■ **EXERCICES**:
a) Relevez les noms des anciens employés de SeaWorld cités dans le texte sur les orques ci-dessous.
b) Rédigez la suite du texte sur les orques de SeaWorld, à partir de sa dernière phrase.

Voilà le seul et unique moyen légitime d'observer des orques : pacifiées, apaisées, dans leur milieu naturel, ici au large de l'État de Washington, dans le Pacifique Nord.

...Quelle bande de connards. Blackfish met également en avant l'opinion d'un spécialiste des orques, travaillant pour l'OSHA et les ayant observées durant des années là où elles sont le plus facilement approchables, au large de l'État de Washington et de l'Oregon, dans le Pacifique Nord, l'endroit même où Paul Watson dit qu'il est allé plusieurs fois à la rencontre des animaux (il est canadien, à la base) et où se termine le documentaire avec John Hargrove, Jeff Ventre, Samantha Berg et Kim Ashdown, quatre ancien•ne•s employé•e•s de SeaWorld démontrant par leur escapade en bateau que les orques libres sont à la fois très pacifiques, magnifiques, et toutes dotées d'un bel aileron bien droit
Magnifique conclusion, je trouve, pour un argumentaire en béton totalement indémontable. La libération est la seule solution, et je suis à peu près persuadé que d'autres morts seront à déplorer avant que SeaWorld ne soit réellement obligé de relâcher tous ses animaux. Ou en tout cas, ça ne me surprendra pas.

■ **DONNÉES ENREGISTRÉES**:

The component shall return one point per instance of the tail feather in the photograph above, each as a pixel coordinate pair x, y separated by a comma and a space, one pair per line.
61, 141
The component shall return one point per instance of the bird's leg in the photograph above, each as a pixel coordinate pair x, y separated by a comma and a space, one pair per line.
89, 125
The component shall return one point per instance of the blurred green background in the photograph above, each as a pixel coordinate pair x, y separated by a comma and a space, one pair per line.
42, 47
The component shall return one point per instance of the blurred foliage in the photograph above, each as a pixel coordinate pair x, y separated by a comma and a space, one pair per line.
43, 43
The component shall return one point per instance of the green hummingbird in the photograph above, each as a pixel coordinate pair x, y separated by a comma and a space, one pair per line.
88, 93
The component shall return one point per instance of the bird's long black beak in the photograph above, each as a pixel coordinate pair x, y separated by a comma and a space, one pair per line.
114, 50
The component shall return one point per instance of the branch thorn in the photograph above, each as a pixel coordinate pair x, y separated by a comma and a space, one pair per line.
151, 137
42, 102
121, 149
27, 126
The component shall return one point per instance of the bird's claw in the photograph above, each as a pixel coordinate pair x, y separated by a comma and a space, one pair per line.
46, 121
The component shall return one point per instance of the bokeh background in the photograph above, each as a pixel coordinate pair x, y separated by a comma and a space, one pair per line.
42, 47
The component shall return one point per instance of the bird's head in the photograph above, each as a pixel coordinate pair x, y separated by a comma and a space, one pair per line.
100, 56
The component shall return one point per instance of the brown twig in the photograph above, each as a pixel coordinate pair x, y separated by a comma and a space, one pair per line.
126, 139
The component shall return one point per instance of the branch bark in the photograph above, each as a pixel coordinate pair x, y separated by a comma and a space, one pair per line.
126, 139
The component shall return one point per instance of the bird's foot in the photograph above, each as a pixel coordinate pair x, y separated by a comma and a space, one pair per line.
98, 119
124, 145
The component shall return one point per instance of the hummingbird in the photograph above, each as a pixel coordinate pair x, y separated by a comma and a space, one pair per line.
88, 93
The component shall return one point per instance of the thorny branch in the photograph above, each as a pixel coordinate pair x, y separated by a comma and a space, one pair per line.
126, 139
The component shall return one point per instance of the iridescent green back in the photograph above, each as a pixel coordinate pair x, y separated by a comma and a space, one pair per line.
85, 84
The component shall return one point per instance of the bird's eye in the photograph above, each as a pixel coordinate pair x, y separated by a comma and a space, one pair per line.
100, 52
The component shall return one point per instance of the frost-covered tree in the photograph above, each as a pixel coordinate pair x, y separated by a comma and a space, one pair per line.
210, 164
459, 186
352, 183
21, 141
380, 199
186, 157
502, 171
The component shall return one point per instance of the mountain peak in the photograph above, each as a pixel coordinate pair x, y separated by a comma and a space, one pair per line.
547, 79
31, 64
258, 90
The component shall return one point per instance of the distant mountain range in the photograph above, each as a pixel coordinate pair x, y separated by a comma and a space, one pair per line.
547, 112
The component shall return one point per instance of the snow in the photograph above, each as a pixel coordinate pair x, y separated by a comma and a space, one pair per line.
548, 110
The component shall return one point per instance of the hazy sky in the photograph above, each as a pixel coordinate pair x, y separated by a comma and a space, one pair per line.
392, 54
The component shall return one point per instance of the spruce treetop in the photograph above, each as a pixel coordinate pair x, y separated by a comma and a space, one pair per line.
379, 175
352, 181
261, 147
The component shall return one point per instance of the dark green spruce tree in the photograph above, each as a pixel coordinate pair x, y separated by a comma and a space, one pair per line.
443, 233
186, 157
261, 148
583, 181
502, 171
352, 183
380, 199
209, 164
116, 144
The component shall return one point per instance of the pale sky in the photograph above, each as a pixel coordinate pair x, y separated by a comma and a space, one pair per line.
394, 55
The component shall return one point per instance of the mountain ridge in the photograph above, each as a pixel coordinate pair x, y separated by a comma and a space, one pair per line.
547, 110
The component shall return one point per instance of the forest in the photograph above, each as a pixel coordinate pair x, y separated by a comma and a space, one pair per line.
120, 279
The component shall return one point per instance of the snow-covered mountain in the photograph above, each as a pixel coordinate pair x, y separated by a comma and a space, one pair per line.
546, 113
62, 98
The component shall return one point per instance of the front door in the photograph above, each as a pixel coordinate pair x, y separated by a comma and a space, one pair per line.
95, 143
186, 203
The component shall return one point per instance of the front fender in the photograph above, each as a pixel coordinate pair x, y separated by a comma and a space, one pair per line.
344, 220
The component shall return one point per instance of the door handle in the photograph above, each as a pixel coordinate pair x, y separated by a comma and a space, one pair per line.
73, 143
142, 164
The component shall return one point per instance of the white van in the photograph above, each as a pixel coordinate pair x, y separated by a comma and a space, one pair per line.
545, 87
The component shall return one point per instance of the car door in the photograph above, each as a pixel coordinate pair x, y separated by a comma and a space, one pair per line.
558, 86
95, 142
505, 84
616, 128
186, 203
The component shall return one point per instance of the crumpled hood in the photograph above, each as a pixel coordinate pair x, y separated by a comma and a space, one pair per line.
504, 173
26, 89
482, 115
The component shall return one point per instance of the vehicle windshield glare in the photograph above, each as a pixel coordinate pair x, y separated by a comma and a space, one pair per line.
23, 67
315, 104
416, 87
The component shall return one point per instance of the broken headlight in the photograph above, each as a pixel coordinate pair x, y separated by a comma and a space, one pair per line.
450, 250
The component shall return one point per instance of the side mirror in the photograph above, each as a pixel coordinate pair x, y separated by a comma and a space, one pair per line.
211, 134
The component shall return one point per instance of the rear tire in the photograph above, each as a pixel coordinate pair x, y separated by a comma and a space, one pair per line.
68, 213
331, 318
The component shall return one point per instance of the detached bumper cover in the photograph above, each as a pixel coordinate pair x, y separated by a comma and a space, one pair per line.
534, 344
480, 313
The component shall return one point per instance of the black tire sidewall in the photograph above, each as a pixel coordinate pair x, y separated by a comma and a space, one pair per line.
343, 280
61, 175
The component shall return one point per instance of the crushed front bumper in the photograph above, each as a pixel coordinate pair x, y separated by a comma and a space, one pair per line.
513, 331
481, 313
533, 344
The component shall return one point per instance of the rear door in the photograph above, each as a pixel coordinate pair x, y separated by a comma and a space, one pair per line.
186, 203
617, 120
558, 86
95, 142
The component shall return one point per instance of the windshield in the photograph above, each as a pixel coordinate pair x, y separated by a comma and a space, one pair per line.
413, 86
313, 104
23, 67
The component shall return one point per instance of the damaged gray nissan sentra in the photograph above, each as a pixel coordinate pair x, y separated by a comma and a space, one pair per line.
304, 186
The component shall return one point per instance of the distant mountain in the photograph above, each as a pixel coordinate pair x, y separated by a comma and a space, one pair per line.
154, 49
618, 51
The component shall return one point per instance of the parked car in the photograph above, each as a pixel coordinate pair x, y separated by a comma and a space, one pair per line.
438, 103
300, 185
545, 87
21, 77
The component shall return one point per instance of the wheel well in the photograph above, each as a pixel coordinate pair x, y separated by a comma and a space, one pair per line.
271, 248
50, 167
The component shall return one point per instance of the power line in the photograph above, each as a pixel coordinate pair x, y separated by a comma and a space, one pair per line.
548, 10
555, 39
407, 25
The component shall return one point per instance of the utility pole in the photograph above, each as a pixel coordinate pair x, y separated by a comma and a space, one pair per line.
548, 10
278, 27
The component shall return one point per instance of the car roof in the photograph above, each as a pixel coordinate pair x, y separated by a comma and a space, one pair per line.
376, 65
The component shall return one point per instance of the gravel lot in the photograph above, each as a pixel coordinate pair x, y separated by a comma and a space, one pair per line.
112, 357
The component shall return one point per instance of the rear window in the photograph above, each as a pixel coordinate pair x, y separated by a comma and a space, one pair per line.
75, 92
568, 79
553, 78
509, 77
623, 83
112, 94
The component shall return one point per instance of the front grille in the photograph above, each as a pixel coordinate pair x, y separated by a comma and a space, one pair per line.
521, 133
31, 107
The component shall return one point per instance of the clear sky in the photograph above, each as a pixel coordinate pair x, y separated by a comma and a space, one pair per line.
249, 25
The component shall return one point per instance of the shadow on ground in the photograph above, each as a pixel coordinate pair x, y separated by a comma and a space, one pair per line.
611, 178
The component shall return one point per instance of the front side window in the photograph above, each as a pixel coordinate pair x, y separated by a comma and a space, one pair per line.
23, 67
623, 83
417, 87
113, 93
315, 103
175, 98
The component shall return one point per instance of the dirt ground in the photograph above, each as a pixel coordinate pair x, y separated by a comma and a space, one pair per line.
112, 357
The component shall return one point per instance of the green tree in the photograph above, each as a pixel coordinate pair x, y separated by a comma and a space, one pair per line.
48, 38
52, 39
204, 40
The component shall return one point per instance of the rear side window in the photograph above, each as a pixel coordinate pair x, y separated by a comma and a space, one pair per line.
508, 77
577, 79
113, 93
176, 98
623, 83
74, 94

■ **CORRIGÉ**:
a) John Hargrove, Jeff Ventre, Samantha Berg, Kim Ashdown

b)
En bref : Blackfish est clairement le Lord of War des documentaires océaniques. Brûlot corrosif contre le traitement des animaux marins par l'Homme, il présente un argumentaire à charge avec lequel il est impossible de transiger. La légitimité à capturer, arracher à leur famille et emprisonner des décennies durant des animaux magnifiques et libres est totalement inexistante, de même que les efforts des capitalistes mensongers qui prétendent faire de la prévention et de l'éducation à l'aide de leurs animaux. Une référence incontournable, simple, claire et facile d'accès, pour quiconque souhaite construire une formation intellectuelle à l'écologie et à la pensée globale.

Voir aussi :
 - une interview traduite en français de Kim Ashdown, ancienne dresseuse de dauphins et loutres à SeaWorld et opposée à la captivité des animaux marins, intervenante dans Blackfish.
 - une interview traduite en français de Lori Marino, neurobiologiste spécialisée dans le comportement des cétacés, opposée à leur captivité.
 - un article en anglais présentant Mark Simmons, ancien dresseur à SeaWorld et industriel de la capture de dauphins.
 - un article en français démontant les prétentions sur la faible longévité des orques libres par l'exemple d'un animal centenaire.

"Il n'existe à l'heure actuelle aucun cas évoquant l'attaque d'un humain par une orque à l'état sauvage."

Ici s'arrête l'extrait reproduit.